**Extrait source**
■ ■ ■
Ses prédateurs sont des limaces, collemboles ou scarabées qui le dévorent sans vergogne. Mais dans l’absolu le blob peut vivre plusieurs décennies grâce à sa capacité de reviviscence : il est dit immortel. Si les conditions environnementales se dégradent (froid, sécheresse, manque de nourriture) il peut émettre des spores pour assurer sa reproduction, ou bien entrer en dormance et passer alors de la forme plasmode à celle de sclérote, très résistante et qui peut se régénérer dès que la situation externe redevient favorable.

Blob en croissance (souche Malu)
Blob en croissance (souche Malu)

L’expérience du blob

Depuis plusieurs décennies les activités humaines impactent notre biosphère et son climat. Au sein des écosystèmes planétaires les micro-organismes, invisibles et peu considérés, jouent un rôle essentiel dans la chaîne alimentaire et le cycle du carbone. Ainsi en forêt, ils décomposent la matière organique qui minéralise les sols et permet la croissance des plantes que brouteront ensuite les herbivores, proies des carnivores... Le blob en fait partie. Sans eux le monde serait puanteur, causée par les déchets organiques, et ses habitants auraient des soucis de santé.
■ ■ ■
**Données à examiner**
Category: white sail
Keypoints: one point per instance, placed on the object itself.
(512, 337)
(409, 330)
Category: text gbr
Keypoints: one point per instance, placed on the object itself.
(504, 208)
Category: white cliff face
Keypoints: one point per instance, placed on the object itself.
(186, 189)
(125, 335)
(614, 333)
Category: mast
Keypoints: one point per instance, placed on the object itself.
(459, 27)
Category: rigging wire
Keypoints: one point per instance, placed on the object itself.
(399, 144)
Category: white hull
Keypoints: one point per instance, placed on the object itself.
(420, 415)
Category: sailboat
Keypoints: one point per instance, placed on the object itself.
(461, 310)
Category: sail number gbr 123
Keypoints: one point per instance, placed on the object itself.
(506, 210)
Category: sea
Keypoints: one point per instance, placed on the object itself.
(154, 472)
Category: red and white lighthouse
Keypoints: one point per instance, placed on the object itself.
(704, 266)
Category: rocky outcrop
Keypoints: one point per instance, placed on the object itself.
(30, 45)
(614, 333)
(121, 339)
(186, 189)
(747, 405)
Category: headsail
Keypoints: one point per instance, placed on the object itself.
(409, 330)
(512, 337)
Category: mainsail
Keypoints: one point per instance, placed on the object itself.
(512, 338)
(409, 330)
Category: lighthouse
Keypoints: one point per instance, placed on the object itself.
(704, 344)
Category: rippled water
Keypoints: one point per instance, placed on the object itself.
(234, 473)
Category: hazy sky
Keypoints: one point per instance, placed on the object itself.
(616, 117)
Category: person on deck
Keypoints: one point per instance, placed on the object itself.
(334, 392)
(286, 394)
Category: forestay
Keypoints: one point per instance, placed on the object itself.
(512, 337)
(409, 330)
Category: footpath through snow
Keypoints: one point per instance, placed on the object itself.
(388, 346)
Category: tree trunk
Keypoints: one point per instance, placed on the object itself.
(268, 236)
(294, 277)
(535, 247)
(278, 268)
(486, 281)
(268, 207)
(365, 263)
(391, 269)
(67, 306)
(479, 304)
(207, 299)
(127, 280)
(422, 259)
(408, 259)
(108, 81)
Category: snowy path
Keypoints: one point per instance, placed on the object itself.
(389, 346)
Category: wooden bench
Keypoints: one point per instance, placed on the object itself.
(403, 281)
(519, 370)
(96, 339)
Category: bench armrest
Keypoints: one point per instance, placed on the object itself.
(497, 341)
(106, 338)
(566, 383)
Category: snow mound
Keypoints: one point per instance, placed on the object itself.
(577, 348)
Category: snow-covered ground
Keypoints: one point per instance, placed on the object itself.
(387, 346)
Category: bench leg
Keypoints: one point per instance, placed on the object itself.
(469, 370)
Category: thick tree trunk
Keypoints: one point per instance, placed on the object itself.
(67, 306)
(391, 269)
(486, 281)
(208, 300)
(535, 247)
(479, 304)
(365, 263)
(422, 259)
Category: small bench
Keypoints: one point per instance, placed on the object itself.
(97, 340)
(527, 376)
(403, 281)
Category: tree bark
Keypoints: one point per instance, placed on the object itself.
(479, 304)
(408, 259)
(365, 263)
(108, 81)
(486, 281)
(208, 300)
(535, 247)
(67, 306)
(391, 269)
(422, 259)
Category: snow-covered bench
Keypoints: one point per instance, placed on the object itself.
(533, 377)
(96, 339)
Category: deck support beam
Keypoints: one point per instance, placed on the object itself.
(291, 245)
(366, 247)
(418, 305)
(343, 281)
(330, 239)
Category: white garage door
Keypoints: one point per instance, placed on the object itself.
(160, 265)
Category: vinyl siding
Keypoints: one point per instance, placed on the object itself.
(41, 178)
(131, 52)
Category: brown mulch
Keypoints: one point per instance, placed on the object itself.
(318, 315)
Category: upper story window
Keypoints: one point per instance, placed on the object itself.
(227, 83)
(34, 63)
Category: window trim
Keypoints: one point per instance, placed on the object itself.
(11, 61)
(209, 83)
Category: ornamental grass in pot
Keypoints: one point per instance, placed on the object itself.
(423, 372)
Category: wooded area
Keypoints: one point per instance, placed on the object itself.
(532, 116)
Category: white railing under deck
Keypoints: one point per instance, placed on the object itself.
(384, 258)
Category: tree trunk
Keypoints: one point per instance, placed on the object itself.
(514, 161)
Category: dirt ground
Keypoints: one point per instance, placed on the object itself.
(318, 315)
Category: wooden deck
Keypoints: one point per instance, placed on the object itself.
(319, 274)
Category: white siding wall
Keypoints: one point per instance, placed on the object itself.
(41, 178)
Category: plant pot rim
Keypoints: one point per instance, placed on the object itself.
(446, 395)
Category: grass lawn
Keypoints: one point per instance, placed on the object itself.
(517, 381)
■ ■ ■
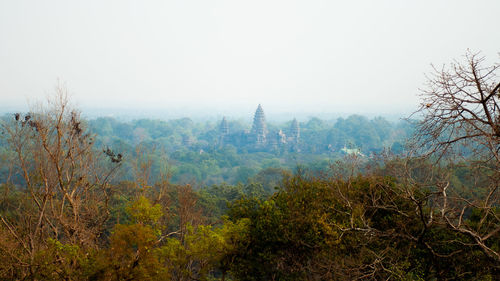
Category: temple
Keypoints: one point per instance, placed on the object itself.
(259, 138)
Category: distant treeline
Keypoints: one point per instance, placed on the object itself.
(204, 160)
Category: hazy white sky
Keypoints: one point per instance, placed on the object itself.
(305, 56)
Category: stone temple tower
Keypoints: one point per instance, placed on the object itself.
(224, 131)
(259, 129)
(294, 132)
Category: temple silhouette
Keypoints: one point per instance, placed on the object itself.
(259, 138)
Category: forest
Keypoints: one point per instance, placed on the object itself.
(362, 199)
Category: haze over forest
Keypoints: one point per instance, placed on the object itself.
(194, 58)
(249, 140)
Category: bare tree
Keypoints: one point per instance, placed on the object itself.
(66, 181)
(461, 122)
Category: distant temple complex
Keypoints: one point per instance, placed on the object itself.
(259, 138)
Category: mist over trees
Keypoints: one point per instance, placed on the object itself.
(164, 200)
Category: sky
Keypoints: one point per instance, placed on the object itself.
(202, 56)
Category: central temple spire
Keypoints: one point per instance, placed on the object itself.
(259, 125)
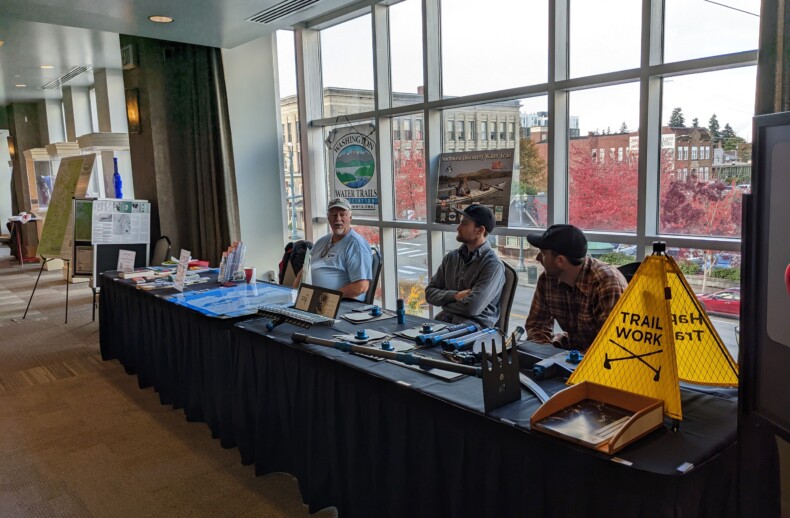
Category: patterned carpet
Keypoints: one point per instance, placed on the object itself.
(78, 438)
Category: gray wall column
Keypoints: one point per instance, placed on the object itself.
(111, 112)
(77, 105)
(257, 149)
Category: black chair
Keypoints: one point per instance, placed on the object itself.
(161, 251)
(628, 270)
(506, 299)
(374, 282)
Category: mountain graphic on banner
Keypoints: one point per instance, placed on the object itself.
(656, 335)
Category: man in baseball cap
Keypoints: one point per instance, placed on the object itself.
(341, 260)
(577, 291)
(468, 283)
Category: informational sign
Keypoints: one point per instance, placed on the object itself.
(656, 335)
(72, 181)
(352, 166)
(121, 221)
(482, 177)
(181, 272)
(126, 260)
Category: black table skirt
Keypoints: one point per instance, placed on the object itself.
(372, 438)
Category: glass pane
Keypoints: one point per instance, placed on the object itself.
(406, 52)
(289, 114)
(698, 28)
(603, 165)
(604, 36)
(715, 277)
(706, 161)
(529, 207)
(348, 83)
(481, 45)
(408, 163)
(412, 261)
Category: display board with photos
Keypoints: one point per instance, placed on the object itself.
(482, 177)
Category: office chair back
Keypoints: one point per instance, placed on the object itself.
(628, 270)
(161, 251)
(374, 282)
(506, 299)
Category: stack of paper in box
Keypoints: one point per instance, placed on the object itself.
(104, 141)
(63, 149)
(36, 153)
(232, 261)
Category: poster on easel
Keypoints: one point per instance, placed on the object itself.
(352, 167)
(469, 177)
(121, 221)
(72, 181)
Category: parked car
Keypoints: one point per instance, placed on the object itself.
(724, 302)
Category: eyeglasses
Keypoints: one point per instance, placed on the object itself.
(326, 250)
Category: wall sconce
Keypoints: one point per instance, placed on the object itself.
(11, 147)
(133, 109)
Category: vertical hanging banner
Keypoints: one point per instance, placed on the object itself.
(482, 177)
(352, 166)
■ ■ ■
**Consigne**
Recopiez le passage de l'extrait sur le blob allant de "Ses prédateurs sont" à "externe redevient favorable.", en renommant "blob" en "myxomycète". Ces données ne sont pas nécessaires.

**Exercice corrigé**
Ses prédateurs sont des limaces, collemboles ou scarabées qui le dévorent sans vergogne. Mais dans l’absolu le myxomycète peut vivre plusieurs décennies grâce à sa capacité de reviviscence : il est dit immortel. Si les conditions environnementales se dégradent (froid, sécheresse, manque de nourriture) il peut émettre des spores pour assurer sa reproduction, ou bien entrer en dormance et passer alors de la forme plasmode à celle de sclérote, très résistante et qui peut se régénérer dès que la situation externe redevient favorable.